TEXT EXCERPT:

From this it follows that the above passages demonstrate that upon them is based a Tri-personal Godhead. Therefore in the Divine Being there is one indivisible essence and hence God is One in His constituted nature – There is but one God, the living and true only. (Question/Answer 5 Westminster Shorter Catechism based on Deuteronomy 6:4, and Jeremiah 10:10.)
By this doctrine is meant that there are three individual subsistences, or distinctions. It is relatively easy to speak of distinctions among human beings, but in referring to distinctions within the Godhead great care must be exercised. There is a personal self-distinction within the divine essence, and not a different essence that constitutes each Person. To John Calvin, Persons meant subsistence, and what distinguishes each Person are incommunicable properties, such as begetting which belongs to the first Person, the Father, begotten, to the second Person, the Son, and procession, to the third Person, the Holy Spirit who proceeds from the Father and the Son.
The uniqueness of the divine nature is that it can subsist wholly in more than one Person. The unity of the essence in person is regarded as the numerical unity. In regards to personal subsistence, ontologically the Father is first, the Son second, and the Holy Spirit third, but this does not for one moment suggest subordination. The succinct definition of the Godhead in the Westminster Shorter Catechism Question/Answer 6 states: There are three persons in the Godhead; the Father, the Son, and the Holy Ghost; and these three are one God, the same in substance, equal in power and glory.

EXCERPTED RECORDS:
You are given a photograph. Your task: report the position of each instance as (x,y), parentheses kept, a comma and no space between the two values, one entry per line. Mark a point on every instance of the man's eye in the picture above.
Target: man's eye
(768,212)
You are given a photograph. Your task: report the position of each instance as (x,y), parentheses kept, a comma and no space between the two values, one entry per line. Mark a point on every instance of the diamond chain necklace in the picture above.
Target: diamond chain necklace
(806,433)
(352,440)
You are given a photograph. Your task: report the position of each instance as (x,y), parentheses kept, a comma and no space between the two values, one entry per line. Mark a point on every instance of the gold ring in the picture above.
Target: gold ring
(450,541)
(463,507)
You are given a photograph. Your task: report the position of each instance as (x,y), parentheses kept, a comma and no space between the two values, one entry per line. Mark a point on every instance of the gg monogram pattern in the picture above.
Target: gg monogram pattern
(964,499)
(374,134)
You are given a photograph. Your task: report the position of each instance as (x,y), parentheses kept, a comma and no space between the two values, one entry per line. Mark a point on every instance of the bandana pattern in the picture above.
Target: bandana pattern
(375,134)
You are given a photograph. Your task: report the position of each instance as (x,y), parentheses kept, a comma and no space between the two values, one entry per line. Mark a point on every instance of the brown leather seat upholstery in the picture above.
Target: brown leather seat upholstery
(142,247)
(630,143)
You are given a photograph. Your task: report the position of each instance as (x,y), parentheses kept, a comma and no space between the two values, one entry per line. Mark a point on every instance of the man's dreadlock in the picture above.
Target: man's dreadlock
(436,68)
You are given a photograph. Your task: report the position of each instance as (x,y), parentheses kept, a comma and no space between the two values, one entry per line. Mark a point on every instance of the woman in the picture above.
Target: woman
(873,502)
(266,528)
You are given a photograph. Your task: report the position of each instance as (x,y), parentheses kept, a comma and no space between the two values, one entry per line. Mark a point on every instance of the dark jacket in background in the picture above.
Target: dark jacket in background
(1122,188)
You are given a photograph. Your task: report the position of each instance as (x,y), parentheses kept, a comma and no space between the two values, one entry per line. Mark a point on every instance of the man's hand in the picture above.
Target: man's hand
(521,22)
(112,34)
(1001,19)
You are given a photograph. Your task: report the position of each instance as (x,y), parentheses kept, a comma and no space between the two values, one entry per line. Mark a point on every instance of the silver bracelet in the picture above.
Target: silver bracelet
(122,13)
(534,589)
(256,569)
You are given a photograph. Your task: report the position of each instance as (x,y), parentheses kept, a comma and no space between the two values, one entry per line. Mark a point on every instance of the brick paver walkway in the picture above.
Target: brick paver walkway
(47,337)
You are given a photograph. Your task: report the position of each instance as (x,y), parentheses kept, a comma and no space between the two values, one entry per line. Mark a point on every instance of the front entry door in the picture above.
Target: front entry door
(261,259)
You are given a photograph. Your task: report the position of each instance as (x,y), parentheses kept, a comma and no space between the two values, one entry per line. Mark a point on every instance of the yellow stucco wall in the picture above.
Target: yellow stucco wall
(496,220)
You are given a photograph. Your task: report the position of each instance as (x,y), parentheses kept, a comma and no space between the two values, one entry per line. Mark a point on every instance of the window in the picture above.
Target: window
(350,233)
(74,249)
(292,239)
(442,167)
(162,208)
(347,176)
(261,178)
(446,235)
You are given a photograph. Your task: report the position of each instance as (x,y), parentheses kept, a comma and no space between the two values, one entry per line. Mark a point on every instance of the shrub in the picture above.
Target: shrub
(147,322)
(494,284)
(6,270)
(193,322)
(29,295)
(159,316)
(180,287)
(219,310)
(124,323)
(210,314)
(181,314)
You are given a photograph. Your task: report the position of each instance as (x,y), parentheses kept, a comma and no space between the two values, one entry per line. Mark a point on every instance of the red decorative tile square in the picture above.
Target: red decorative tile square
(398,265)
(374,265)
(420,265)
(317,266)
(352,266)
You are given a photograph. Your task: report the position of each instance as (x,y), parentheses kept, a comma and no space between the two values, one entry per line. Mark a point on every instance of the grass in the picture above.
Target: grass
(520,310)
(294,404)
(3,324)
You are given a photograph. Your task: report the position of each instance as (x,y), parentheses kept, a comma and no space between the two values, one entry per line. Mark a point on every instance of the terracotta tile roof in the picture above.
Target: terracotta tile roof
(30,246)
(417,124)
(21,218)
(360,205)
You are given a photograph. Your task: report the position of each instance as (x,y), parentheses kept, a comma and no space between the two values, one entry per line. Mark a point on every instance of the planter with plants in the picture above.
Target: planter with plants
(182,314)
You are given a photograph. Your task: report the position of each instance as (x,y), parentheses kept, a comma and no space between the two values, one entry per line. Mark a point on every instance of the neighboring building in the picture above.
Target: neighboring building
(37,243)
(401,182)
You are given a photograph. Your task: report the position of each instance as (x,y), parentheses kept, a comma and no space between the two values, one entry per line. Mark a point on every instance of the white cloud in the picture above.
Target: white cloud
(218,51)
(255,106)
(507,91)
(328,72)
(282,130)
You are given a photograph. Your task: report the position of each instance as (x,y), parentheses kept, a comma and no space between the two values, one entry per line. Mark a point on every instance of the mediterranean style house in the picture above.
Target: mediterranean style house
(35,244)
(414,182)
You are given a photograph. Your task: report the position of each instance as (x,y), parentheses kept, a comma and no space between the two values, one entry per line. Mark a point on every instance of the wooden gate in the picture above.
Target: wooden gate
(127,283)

REQUIREMENT 1: In the passage on the Godhead, what did Persons mean to John Calvin?
REQUIREMENT 2: Say whether each statement agrees with the passage on the Godhead, and quote the words that decide it. (a) The Son is the Person to whom "begotten" belongs. (b) A different essence constitutes each Person. (c) The ontological order of Father, Son and Holy Spirit implies subordination.
REQUIREMENT 3: List the incommunicable properties that the passage on the Godhead names, each with the Person it belongs to.
Nothing in the listing is needed here.

WRITTEN REPLY 1: To John Calvin, Persons meant subsistence.

WRITTEN REPLY 2:
(a) Yes: "begotten, to the second Person, the Son"
(b) No: "and not a different essence that constitutes each Person"
(c) No: "but this does not for one moment suggest subordination"

WRITTEN REPLY 3:
- Begetting: the Father
- Begotten: the Son
- Procession: the Holy Spirit